A block of data:
*-*-*

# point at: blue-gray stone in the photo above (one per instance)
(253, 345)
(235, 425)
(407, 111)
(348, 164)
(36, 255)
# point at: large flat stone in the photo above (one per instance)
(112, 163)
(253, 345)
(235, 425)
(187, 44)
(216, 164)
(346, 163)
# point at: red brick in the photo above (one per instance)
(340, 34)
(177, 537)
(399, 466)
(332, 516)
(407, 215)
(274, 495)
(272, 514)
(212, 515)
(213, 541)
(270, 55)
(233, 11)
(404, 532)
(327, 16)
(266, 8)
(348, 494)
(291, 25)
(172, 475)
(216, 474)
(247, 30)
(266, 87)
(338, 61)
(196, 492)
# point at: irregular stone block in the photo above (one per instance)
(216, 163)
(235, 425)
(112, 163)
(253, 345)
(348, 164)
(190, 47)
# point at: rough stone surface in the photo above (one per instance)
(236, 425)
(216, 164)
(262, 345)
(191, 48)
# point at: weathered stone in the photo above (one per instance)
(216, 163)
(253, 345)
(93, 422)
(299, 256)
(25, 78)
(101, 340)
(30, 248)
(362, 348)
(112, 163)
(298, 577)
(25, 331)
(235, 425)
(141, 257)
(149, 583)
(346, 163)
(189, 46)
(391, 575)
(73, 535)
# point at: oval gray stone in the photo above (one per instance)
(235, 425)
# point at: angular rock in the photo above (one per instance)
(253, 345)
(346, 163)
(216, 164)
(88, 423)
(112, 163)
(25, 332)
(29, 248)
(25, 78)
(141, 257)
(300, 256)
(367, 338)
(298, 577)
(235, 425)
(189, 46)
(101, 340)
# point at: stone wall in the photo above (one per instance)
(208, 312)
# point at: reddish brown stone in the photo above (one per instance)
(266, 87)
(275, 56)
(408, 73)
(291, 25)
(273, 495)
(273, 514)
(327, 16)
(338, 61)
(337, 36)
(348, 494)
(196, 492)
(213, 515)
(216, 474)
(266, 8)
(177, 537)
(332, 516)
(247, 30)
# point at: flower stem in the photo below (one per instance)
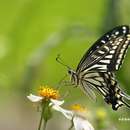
(72, 125)
(45, 124)
(41, 118)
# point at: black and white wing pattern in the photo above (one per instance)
(107, 86)
(108, 52)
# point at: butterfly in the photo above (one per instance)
(97, 68)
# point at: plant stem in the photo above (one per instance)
(41, 118)
(72, 125)
(45, 124)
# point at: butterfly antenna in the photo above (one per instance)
(59, 60)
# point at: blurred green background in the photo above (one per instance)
(32, 33)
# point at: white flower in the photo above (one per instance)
(34, 98)
(80, 122)
(53, 102)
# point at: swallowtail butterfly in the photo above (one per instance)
(96, 68)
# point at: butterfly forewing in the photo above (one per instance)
(96, 68)
(108, 52)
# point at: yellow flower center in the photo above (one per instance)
(78, 108)
(48, 93)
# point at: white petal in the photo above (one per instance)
(68, 114)
(34, 98)
(57, 102)
(82, 124)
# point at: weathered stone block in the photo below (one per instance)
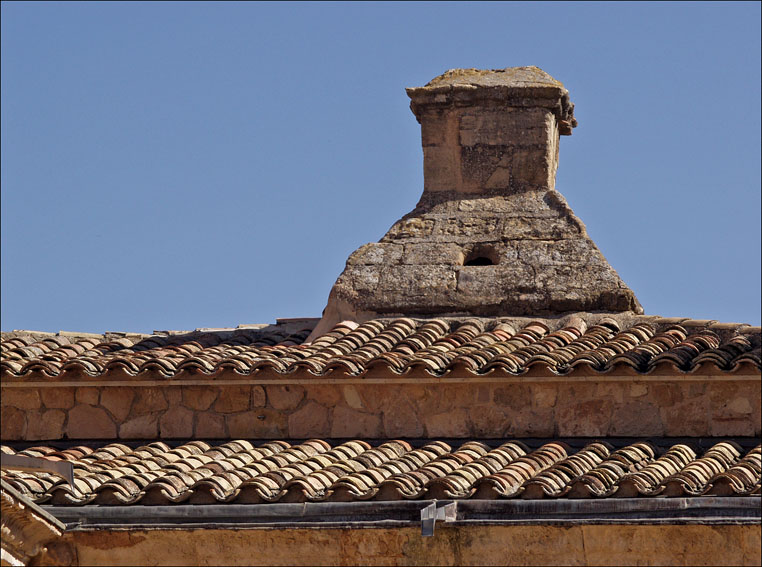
(375, 253)
(433, 253)
(21, 398)
(435, 128)
(309, 421)
(590, 418)
(149, 399)
(88, 422)
(88, 396)
(531, 422)
(257, 424)
(415, 227)
(401, 420)
(487, 421)
(506, 127)
(636, 418)
(327, 395)
(441, 168)
(258, 397)
(348, 422)
(118, 401)
(286, 397)
(57, 398)
(12, 423)
(45, 424)
(233, 399)
(210, 426)
(199, 397)
(176, 422)
(532, 167)
(142, 427)
(447, 424)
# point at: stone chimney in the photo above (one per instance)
(490, 236)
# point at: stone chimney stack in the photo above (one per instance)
(490, 235)
(491, 132)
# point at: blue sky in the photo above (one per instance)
(182, 165)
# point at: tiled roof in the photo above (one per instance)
(588, 342)
(240, 472)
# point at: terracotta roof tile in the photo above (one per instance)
(581, 343)
(240, 472)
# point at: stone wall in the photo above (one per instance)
(402, 408)
(665, 544)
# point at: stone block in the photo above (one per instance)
(257, 424)
(401, 420)
(210, 426)
(89, 422)
(57, 398)
(433, 253)
(258, 397)
(327, 395)
(416, 281)
(636, 418)
(21, 398)
(505, 128)
(199, 398)
(685, 418)
(12, 423)
(441, 171)
(513, 397)
(532, 167)
(479, 164)
(149, 399)
(447, 424)
(435, 129)
(638, 389)
(589, 418)
(414, 227)
(375, 254)
(487, 421)
(531, 422)
(466, 227)
(309, 421)
(45, 425)
(118, 401)
(286, 397)
(544, 395)
(142, 427)
(174, 395)
(348, 422)
(89, 396)
(176, 422)
(233, 399)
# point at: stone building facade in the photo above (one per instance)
(482, 388)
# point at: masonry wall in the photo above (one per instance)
(727, 405)
(666, 544)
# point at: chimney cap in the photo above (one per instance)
(508, 77)
(512, 86)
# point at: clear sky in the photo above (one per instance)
(182, 165)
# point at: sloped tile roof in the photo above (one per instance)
(588, 342)
(240, 472)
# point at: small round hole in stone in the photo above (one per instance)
(479, 261)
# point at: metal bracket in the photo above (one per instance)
(431, 513)
(35, 464)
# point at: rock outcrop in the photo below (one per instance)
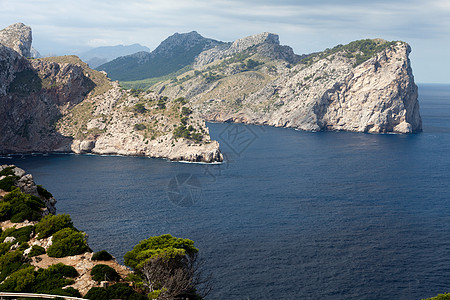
(27, 185)
(366, 86)
(174, 53)
(17, 37)
(61, 105)
(266, 44)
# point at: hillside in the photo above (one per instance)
(173, 54)
(77, 109)
(365, 86)
(101, 55)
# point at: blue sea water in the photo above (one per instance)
(289, 215)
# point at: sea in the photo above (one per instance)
(288, 215)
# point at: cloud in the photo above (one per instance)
(68, 26)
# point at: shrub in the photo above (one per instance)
(102, 255)
(97, 293)
(7, 183)
(103, 272)
(139, 108)
(186, 111)
(139, 126)
(51, 224)
(9, 263)
(4, 247)
(22, 206)
(8, 171)
(5, 211)
(43, 192)
(20, 281)
(116, 291)
(36, 250)
(22, 234)
(67, 242)
(69, 291)
(54, 277)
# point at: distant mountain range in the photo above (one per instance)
(174, 53)
(101, 55)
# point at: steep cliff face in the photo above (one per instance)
(60, 104)
(17, 37)
(366, 86)
(266, 44)
(174, 53)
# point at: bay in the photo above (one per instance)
(289, 215)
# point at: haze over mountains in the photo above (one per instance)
(60, 104)
(174, 53)
(101, 55)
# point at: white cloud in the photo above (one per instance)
(305, 25)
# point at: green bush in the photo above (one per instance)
(4, 247)
(43, 192)
(8, 171)
(69, 291)
(155, 246)
(22, 207)
(36, 250)
(22, 234)
(51, 224)
(116, 291)
(54, 277)
(48, 281)
(67, 242)
(7, 183)
(102, 255)
(186, 111)
(97, 293)
(139, 126)
(139, 108)
(445, 296)
(103, 272)
(10, 262)
(20, 281)
(5, 211)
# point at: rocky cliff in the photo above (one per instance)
(365, 86)
(173, 54)
(60, 104)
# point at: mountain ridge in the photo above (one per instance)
(174, 53)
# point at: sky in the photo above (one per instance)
(71, 27)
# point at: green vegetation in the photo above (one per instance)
(102, 255)
(166, 265)
(19, 207)
(140, 126)
(49, 280)
(8, 171)
(51, 224)
(36, 250)
(43, 192)
(144, 84)
(188, 133)
(139, 108)
(445, 296)
(25, 83)
(361, 50)
(116, 291)
(68, 242)
(157, 64)
(99, 82)
(104, 273)
(7, 183)
(22, 234)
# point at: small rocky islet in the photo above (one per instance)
(59, 104)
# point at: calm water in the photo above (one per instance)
(290, 215)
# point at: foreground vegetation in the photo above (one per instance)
(164, 267)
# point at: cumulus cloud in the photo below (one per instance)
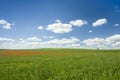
(117, 25)
(58, 21)
(99, 22)
(114, 38)
(40, 27)
(5, 24)
(59, 27)
(78, 22)
(63, 41)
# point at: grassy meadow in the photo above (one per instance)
(60, 64)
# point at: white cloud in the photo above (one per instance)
(59, 27)
(6, 25)
(94, 41)
(114, 38)
(90, 31)
(58, 21)
(117, 25)
(78, 22)
(40, 28)
(99, 22)
(48, 37)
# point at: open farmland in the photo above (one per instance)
(59, 64)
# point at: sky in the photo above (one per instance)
(27, 24)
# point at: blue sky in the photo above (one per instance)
(46, 21)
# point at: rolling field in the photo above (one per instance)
(59, 64)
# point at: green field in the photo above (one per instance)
(61, 64)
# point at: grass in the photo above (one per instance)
(61, 64)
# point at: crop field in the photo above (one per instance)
(59, 64)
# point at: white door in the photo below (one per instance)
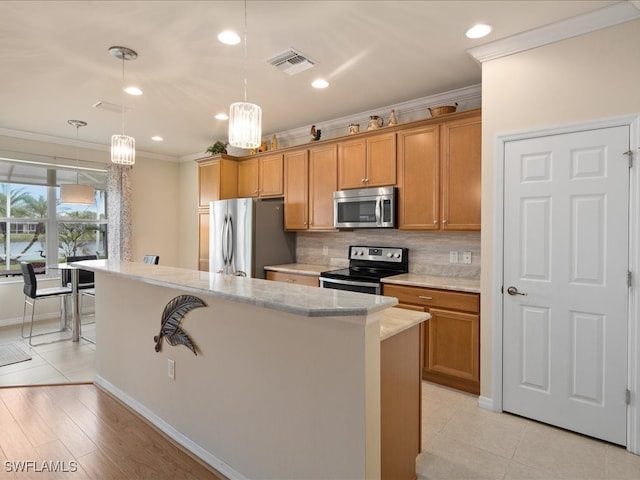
(565, 265)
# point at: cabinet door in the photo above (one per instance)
(248, 178)
(452, 355)
(270, 175)
(323, 180)
(296, 190)
(203, 240)
(418, 178)
(381, 160)
(461, 182)
(352, 165)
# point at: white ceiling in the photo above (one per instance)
(55, 63)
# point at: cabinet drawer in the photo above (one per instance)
(430, 297)
(311, 280)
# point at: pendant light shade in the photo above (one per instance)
(245, 119)
(77, 194)
(123, 147)
(123, 150)
(74, 192)
(245, 125)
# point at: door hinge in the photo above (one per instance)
(630, 155)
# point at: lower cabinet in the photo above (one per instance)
(299, 279)
(451, 338)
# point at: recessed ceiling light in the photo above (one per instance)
(229, 38)
(320, 83)
(478, 31)
(133, 90)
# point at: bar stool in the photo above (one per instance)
(152, 259)
(32, 292)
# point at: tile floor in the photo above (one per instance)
(460, 441)
(59, 362)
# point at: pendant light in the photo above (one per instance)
(245, 119)
(123, 147)
(74, 192)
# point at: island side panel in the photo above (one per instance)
(270, 394)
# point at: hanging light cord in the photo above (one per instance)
(245, 51)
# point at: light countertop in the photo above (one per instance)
(411, 279)
(301, 268)
(430, 281)
(298, 299)
(396, 320)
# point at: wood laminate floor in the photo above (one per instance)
(81, 432)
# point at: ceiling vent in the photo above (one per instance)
(291, 62)
(110, 107)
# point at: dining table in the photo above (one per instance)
(75, 298)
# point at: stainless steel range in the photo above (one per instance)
(367, 267)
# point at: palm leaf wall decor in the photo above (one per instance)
(172, 315)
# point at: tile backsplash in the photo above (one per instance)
(428, 251)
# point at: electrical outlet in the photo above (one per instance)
(171, 369)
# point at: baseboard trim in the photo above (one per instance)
(168, 430)
(486, 403)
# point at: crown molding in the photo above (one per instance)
(588, 22)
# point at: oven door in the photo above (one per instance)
(351, 285)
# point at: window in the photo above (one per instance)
(36, 227)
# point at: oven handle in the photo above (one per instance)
(349, 282)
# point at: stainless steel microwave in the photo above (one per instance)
(365, 208)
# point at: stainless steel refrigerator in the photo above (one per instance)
(246, 234)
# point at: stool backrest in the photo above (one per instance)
(153, 259)
(84, 276)
(29, 277)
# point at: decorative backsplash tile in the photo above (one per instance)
(428, 251)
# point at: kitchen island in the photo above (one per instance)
(287, 379)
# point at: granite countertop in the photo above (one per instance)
(300, 268)
(298, 299)
(396, 320)
(445, 283)
(410, 279)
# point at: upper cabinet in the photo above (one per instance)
(261, 177)
(439, 175)
(368, 161)
(310, 180)
(217, 179)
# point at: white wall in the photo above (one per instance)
(587, 77)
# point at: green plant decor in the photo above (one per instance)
(218, 147)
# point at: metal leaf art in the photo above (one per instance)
(172, 315)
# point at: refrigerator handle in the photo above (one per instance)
(223, 243)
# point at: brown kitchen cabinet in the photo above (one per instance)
(439, 175)
(451, 338)
(369, 161)
(217, 180)
(295, 278)
(310, 180)
(261, 176)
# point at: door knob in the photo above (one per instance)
(514, 291)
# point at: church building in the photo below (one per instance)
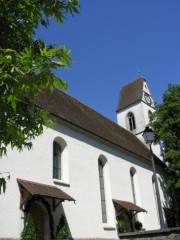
(87, 169)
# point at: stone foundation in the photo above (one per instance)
(166, 234)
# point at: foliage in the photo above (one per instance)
(138, 225)
(29, 232)
(62, 229)
(121, 225)
(27, 67)
(166, 124)
(3, 181)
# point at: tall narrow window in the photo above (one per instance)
(102, 190)
(132, 124)
(56, 160)
(132, 173)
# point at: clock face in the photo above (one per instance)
(147, 98)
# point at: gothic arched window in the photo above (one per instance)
(56, 160)
(132, 175)
(102, 191)
(132, 124)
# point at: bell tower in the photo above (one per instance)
(135, 105)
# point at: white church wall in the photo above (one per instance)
(82, 183)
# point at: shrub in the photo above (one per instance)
(62, 229)
(138, 225)
(121, 225)
(28, 232)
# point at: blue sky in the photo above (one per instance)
(111, 41)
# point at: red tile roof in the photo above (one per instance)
(43, 190)
(130, 93)
(73, 112)
(128, 206)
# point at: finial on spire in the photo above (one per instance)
(139, 73)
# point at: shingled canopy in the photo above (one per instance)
(129, 207)
(31, 189)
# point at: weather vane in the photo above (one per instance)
(139, 73)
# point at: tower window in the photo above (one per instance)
(102, 191)
(132, 124)
(56, 161)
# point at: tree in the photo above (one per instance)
(166, 124)
(26, 65)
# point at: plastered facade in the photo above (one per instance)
(81, 181)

*-*-*

Aim:
Retype nothing except the lines from the line holding "# point at: gothic" through the last line of the entries, both included.

Answer to the exercise:
# point at: gothic arched window in the photo above (one per instance)
(56, 160)
(132, 175)
(102, 191)
(132, 124)
# point at: bell tower in the photo above (one per instance)
(135, 105)
# point at: white church wall in the photo above (one per instance)
(82, 183)
# point at: shrub in the photo above (one per instance)
(62, 229)
(138, 225)
(121, 225)
(28, 232)
# point at: blue sky in the photo above (one per instance)
(111, 41)
# point at: red tile roof in the photo above (one per instance)
(43, 190)
(130, 93)
(73, 112)
(128, 206)
# point at: finial on spire in the photo above (one per instance)
(139, 73)
# point at: shingled canopy in the photo above (one per instance)
(129, 207)
(31, 189)
# point at: weather vane in the photo above (one per instance)
(139, 73)
# point at: tower window in the photo above (one per instance)
(102, 191)
(132, 124)
(56, 161)
# point at: tree in the photo above (one per instance)
(166, 124)
(26, 65)
# point at: plastered facade in the photo above (one per instance)
(81, 181)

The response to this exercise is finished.